Collected data entries:
===============
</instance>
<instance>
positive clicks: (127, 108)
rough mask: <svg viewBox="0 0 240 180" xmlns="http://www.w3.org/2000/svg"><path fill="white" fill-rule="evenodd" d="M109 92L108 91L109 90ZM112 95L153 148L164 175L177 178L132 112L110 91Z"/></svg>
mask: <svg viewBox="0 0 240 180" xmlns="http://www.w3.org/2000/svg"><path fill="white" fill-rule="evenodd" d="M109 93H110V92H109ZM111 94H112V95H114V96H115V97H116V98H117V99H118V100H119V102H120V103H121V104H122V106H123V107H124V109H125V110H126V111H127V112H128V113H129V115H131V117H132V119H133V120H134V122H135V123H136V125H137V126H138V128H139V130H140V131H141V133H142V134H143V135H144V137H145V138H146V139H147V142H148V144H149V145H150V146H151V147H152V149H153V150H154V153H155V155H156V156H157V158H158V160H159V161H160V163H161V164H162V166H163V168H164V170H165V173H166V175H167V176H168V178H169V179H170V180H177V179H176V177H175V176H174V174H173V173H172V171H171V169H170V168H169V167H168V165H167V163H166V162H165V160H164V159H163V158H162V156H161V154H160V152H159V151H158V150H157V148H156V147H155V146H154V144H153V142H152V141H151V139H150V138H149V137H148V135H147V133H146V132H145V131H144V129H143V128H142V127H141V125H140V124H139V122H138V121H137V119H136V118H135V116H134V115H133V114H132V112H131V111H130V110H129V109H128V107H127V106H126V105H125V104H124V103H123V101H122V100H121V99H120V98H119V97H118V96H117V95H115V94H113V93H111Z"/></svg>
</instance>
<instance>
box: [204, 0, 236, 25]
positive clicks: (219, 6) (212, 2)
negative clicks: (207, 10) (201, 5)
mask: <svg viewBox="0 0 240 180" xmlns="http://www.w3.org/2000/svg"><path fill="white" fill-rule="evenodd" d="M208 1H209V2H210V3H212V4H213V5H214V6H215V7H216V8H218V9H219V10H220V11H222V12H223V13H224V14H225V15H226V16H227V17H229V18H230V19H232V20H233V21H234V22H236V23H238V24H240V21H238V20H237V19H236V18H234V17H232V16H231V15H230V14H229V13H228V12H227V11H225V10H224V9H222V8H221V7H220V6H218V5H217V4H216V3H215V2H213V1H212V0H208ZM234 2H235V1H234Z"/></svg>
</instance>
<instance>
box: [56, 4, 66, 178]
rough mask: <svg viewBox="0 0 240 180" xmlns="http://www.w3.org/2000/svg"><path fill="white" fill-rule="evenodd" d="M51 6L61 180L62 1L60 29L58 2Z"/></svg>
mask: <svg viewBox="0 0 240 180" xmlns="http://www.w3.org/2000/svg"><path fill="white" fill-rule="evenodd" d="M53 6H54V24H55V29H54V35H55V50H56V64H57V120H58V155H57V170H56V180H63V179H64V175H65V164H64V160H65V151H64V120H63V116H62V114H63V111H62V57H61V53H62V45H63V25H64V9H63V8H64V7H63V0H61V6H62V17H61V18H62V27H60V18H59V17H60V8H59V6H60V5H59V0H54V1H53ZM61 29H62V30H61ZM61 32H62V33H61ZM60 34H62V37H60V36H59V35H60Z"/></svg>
===============
## Description of the task:
Transcribe every line from the start of the records down to the line containing "92L108 91L109 90ZM112", with both of those lines included.

## Output for this exercise:
</instance>
<instance>
positive clicks: (127, 108)
rough mask: <svg viewBox="0 0 240 180" xmlns="http://www.w3.org/2000/svg"><path fill="white" fill-rule="evenodd" d="M109 92L108 91L109 90ZM112 95L153 148L164 175L177 178L132 112L110 91Z"/></svg>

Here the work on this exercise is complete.